### STATED GOAL 1
Answer these questions from the polariscope passage:
(a) What is the prism that polarizes the light called?
(b) Instead of a movable second nicol, what do many instruments use?
(c) In the simplest polarizing apparatus, which prism can rotate about its long axis?
### STATED GOAL 2
Transcribe the polariscope passage starting at "64. Kinds of" and ending at "to be measured.".
### STATED GOAL 3
Write what comes next in the passage on polariscopes, beginning after its last sentence.

63. The Polariscope.—A polariscope for the examination of solutions of sugar consists essentially of a prism for polarizing the light, called a nicol, a tube of definite length for holding the sugar solution, a second nicol made movable on its axis for adjustment to the degree of rotation and a graduated arc for measuring it. Instead of having the second nicol movable, many instruments have an adjusting wedge of quartz of opposite polarizing power to the sugar, by means of which the displacement produced on the polarized plane is corrected. A graduated scale and vernier serve to measure the movement of the wedges and give in certain conditions the desired reading of the percentage of sugar present. Among the multitude of instruments which have been devised for analytical purposes, only three will be found in common use, and the scope of this volume will not allow space for a description of a greater number. For a practical discussion of the principles of polarization and their application to optical saccharimetry, the reader may conveniently refer to the excellent manuals of Sidersky, Tucker, Landolt, and Wiechmann.[37]

64. Kinds of Polariscopes.—The simplest form of a polarizing apparatus consists of two nicol prisms, one of which, viz., the analyzer, is capable of rotation about its long axis. The prolongation of this axis is continuous with that of the other prism, viz., the polarizer. The two prisms are sufficiently removed from each other to allow of the interposition of the polarizing body whose rotatory power is to be measured.

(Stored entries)
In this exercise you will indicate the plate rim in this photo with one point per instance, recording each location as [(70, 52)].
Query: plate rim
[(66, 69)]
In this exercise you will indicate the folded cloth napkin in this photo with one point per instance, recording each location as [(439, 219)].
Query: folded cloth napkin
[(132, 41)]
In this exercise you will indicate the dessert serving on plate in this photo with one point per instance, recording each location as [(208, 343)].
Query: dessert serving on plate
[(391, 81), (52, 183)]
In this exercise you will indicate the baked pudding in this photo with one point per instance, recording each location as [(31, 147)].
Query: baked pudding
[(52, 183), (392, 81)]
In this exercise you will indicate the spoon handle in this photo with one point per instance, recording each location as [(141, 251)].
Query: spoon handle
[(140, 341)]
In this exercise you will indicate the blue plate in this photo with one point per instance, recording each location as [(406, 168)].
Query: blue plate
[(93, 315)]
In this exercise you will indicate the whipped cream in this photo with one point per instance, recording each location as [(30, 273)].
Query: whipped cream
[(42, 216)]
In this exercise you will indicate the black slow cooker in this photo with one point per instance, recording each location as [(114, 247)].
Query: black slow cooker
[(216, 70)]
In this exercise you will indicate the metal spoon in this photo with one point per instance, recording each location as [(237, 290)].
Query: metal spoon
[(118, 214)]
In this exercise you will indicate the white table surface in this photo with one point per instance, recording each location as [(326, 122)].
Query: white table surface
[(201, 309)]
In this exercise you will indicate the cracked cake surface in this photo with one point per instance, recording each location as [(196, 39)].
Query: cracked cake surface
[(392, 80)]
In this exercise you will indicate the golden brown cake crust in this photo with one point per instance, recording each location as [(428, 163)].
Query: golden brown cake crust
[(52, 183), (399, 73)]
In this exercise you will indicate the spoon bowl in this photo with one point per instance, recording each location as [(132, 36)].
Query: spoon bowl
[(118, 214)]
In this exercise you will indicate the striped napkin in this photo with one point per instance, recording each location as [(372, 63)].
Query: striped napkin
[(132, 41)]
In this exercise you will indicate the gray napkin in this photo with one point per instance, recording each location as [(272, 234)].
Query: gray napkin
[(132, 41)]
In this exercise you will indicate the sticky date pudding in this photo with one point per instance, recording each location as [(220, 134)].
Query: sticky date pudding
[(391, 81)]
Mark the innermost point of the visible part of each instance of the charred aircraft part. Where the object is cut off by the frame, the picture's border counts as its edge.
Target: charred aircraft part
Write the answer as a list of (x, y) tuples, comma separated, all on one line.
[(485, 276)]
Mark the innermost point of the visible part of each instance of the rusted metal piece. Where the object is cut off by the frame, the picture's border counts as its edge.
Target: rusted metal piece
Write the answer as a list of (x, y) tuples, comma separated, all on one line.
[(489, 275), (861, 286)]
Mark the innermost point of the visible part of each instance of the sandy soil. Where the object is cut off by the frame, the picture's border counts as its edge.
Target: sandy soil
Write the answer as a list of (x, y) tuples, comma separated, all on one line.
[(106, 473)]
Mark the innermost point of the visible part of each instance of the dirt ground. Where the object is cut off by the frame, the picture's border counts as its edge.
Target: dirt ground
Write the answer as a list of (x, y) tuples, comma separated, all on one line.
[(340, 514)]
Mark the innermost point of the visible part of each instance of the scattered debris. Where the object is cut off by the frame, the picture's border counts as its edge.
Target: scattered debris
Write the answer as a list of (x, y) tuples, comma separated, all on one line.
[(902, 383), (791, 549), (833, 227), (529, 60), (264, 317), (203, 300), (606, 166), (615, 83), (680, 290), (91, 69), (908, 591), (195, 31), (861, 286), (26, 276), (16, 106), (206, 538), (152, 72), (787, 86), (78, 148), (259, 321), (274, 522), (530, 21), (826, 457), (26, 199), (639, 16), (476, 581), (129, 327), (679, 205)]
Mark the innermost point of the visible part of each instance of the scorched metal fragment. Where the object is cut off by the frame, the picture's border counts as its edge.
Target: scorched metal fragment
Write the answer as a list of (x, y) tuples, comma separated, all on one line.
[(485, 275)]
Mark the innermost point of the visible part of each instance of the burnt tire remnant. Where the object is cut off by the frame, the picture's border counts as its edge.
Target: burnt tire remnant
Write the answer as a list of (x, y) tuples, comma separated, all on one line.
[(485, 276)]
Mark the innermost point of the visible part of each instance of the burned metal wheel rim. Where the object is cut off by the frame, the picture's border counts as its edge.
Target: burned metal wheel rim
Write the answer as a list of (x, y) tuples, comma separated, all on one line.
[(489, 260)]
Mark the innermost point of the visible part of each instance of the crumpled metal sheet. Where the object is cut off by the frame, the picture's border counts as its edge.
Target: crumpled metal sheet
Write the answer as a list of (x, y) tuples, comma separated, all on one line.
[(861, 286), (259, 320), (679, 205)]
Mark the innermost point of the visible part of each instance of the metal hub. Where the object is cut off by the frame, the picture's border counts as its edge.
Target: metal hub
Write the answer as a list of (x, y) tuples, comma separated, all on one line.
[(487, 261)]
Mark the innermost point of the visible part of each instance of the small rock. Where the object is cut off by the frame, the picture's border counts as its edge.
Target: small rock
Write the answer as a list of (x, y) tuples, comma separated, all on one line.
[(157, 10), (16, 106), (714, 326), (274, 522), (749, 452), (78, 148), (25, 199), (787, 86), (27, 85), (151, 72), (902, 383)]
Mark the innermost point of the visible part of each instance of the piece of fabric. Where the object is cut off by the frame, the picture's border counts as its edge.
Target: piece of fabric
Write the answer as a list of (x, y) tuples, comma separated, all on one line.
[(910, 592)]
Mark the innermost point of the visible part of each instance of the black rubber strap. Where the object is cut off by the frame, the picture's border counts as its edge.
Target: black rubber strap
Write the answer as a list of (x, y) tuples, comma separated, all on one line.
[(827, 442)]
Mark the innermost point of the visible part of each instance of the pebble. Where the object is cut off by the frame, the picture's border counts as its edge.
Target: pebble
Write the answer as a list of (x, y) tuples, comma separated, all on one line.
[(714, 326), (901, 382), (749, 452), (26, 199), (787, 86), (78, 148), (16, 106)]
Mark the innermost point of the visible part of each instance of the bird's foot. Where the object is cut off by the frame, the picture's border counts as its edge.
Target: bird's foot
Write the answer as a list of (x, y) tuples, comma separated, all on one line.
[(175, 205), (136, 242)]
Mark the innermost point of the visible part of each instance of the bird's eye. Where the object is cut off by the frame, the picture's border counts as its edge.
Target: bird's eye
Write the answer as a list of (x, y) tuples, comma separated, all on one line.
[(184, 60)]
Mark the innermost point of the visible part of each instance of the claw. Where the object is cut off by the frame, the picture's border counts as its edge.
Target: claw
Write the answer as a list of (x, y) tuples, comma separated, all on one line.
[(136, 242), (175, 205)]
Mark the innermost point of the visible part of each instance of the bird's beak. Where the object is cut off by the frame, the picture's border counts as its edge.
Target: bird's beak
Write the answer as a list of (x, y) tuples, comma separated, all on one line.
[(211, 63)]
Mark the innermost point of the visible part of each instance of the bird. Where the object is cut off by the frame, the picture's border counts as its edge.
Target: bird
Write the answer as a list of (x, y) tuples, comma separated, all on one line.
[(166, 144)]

### EXERCISE RESPONSE 1
(a) A nicol.
(b) An adjusting wedge of quartz of opposite polarizing power to the sugar.
(c) The analyzer.

### EXERCISE RESPONSE 2
64. Kinds of Polariscopes.—The simplest form of a polarizing apparatus consists of two nicol prisms, one of which, viz., the analyzer, is capable of rotation about its long axis. The prolongation of this axis is continuous with that of the other prism, viz., the polarizer. The two prisms are sufficiently removed from each other to allow of the interposition of the polarizing body whose rotatory power is to be measured.

### EXERCISE RESPONSE 3
For purposes of description three kinds of polarimeters may be mentioned.

1. Instruments in which the deviation of the plane of polarization is measured by turning the analyzer about its axis.

Instruments of this kind conform to the simple type first mentioned, and are coeteris paribus the best. The Laurent, Wild, Landolt-Lippich, etc., belong to this class.

2. Instruments in which both nicols are fixed and the direction of the plane of polarized light corrected by the interposition of a wedge of a solid polarizing body.

Belonging to this class are the apparatus of Soleil, Duboscq, Scheibler, and the compensating apparatus of Schmidt and Haensch.

3. Apparatus in which the analyzer is set at a constant angle with the polarizer, and the compensation secured by varying the length or concentration of the interposed polarizing liquid.

The apparatus of Trannin belongs to this class.

65. Appearance of Field of Vision.—Polarimeters are also classified in respect of the appearance of the field of vision.

1. Tint Instruments.—The field of vision in these instruments in every position of the nicols, except that on which the plane of vibration of the polarized light is coincident with the three principal sections, is composed of two semi-disks of different colors.

2. Shadow Instruments.—The field of vision in this class of polarimeters in all except neutral positions, is composed of two semi-disks, one dark and one yellow. As the neutral position is approximated the two disks gradually assume a light yellow color, and when neutrality is reached they appear to be equally colored.

The Laurent, Schmidt and Haensch shadow and Landolt-Lippich instruments, are of this class.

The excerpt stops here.